Exercise requirements:
Please pick out each line of the data below that contains the word "shirt".

Data listing:

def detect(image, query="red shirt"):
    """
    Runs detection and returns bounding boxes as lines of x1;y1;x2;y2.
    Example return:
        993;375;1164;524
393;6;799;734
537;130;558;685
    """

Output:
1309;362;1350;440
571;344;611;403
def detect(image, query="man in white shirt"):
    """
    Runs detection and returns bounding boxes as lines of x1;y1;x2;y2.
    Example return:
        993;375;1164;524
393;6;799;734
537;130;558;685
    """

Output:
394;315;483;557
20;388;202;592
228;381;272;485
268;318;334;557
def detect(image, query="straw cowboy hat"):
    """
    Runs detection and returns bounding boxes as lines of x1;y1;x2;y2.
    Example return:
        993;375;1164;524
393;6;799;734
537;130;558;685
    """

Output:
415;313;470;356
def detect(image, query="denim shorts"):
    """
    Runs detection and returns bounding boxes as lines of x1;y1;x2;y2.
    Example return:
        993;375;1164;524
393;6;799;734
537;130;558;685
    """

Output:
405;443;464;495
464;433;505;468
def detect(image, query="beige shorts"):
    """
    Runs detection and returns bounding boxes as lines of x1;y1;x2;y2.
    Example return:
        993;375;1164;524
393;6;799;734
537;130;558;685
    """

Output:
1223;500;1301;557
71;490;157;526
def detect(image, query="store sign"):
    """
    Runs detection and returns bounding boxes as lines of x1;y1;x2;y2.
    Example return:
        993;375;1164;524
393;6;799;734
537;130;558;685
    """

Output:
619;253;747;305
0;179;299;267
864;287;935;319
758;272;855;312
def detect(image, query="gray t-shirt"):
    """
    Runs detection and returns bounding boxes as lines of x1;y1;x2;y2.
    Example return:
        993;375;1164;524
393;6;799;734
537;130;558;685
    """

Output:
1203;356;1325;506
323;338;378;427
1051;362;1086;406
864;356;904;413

The output:
def detect(image, query="red shirt"):
def detect(image, query="man in white shirt"):
def detect(image, query="gray t-shirt"):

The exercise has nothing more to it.